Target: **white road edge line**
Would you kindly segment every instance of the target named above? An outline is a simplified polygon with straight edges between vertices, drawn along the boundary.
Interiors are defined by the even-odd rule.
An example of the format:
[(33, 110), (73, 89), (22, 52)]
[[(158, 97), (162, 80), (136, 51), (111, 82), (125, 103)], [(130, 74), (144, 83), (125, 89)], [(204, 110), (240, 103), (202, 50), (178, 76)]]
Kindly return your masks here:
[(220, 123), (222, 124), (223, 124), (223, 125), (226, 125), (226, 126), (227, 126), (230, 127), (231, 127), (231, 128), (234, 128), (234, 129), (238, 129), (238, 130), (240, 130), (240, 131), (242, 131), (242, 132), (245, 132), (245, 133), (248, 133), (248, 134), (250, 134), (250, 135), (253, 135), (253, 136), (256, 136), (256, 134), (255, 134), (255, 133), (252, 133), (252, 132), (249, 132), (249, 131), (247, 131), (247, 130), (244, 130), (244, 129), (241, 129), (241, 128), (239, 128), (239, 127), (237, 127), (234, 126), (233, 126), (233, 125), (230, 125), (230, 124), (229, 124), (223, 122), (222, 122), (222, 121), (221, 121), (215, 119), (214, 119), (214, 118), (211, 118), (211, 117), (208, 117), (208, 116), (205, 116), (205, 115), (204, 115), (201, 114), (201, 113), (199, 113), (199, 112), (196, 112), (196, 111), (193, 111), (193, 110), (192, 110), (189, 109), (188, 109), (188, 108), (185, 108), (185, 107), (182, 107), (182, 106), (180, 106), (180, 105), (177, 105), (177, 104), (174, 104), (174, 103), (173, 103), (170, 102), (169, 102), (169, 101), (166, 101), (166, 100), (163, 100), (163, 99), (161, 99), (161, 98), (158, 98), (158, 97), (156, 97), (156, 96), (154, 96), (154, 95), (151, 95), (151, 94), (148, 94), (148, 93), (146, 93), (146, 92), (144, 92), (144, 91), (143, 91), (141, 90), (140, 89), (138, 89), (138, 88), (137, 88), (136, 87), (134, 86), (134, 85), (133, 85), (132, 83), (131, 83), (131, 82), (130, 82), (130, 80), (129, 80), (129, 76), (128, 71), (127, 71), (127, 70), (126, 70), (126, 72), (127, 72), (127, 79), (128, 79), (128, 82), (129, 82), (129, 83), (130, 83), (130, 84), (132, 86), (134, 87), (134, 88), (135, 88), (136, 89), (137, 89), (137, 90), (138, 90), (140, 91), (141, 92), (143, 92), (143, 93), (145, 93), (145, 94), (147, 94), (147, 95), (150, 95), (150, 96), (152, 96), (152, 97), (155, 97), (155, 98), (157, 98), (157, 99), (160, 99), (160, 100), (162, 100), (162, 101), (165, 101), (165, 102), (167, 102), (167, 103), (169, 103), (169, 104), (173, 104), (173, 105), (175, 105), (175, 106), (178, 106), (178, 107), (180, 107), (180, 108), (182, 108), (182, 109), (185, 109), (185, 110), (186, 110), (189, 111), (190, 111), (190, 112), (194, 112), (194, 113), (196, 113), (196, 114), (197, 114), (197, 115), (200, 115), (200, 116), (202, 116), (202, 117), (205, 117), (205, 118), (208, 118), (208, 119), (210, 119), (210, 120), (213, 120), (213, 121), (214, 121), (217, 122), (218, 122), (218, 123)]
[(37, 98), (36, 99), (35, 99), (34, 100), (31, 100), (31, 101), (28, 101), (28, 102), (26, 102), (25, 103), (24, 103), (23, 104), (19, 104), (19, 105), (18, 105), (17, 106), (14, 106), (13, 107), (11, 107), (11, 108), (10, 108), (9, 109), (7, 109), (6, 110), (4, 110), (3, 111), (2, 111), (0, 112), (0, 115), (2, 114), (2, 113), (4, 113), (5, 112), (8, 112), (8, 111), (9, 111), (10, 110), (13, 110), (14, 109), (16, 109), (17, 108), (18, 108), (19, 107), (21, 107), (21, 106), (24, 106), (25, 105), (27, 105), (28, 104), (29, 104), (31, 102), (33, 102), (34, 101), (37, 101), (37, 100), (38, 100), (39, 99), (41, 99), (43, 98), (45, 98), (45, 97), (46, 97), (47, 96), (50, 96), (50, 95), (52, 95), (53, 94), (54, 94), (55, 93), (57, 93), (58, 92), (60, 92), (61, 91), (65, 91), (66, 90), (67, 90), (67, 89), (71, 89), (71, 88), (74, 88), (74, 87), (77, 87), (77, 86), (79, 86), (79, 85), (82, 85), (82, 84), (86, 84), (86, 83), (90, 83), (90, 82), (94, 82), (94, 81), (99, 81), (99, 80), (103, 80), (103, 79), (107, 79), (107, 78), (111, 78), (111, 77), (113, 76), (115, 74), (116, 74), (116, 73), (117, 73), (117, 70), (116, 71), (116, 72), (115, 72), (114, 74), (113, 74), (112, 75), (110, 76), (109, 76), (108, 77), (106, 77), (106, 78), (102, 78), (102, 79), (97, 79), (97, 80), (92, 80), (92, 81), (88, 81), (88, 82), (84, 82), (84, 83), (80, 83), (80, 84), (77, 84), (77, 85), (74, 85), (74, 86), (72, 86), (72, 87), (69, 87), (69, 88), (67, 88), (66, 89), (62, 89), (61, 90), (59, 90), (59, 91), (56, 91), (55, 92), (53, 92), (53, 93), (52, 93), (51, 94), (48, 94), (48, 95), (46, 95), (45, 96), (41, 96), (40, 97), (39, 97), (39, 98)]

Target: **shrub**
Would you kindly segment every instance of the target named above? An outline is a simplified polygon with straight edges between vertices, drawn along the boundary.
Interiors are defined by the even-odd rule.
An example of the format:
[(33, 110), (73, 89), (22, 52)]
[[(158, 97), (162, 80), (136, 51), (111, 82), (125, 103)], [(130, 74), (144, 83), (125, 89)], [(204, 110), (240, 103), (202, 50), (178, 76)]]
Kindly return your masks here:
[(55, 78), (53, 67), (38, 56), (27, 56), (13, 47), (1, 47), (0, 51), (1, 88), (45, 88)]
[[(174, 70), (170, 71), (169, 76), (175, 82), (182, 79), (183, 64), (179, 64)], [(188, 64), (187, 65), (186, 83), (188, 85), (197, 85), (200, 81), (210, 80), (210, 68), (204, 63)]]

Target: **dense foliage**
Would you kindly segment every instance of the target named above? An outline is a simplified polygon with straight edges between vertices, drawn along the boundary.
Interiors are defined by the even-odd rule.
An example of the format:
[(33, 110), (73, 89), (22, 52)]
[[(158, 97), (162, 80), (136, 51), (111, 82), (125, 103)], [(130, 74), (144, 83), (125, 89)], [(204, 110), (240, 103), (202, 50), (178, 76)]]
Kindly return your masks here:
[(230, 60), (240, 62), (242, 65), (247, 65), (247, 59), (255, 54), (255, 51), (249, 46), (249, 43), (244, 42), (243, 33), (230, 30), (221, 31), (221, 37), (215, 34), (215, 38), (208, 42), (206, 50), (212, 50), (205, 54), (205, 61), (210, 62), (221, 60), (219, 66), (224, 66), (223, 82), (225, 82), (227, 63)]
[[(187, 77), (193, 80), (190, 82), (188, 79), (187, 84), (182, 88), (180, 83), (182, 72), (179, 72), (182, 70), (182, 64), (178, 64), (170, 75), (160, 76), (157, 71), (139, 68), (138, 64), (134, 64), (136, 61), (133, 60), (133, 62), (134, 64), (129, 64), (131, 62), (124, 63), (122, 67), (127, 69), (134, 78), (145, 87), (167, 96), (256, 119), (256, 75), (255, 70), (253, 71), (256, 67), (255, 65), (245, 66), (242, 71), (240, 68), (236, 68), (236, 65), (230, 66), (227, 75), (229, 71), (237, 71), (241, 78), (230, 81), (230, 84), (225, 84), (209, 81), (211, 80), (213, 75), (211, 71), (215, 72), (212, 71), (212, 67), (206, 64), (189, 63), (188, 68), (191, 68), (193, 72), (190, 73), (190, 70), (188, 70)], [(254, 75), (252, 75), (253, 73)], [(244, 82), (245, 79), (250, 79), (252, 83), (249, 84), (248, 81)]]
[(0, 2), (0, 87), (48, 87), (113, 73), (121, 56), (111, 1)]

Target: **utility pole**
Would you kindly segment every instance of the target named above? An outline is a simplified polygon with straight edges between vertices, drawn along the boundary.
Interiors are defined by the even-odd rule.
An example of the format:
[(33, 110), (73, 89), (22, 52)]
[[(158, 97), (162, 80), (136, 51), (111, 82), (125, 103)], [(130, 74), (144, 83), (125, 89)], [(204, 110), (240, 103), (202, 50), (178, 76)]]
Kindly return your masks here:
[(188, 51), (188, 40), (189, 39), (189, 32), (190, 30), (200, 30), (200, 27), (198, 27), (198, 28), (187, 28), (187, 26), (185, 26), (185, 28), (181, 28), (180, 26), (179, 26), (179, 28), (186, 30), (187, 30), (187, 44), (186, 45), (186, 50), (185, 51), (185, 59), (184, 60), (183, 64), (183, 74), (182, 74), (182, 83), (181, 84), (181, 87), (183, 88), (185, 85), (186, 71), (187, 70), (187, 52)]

#####

### WHAT TO PRODUCE
Reproduce the part of the records that opens with the line containing "Target: **utility pole**" and runs through the end of the records, keeping the requests intact, and add 10 to every vertex coordinate in the polygon outlines given as answers.

### RESPONSE TO THE TASK
Target: **utility pole**
Would you kindly segment every instance of the target named above? An outline is a simplified polygon with straight edges between vertices, drawn along the boundary.
Interiors are defined by the even-odd rule.
An example of the format:
[(33, 110), (73, 89), (22, 52)]
[[(158, 97), (162, 80), (136, 51), (111, 82), (125, 103)], [(130, 74), (144, 83), (125, 89)], [(204, 110), (240, 103), (202, 50), (178, 76)]]
Kindly return your masks here:
[(198, 61), (198, 50), (199, 49), (199, 42), (200, 40), (210, 40), (210, 37), (208, 37), (208, 38), (197, 38), (197, 36), (195, 36), (195, 38), (191, 38), (190, 36), (189, 36), (189, 38), (196, 40), (197, 40), (197, 54), (196, 55), (196, 60), (195, 61), (195, 69), (194, 70), (193, 74), (193, 84), (192, 84), (192, 93), (191, 94), (191, 97), (193, 98), (195, 95), (196, 81), (197, 80), (197, 62)]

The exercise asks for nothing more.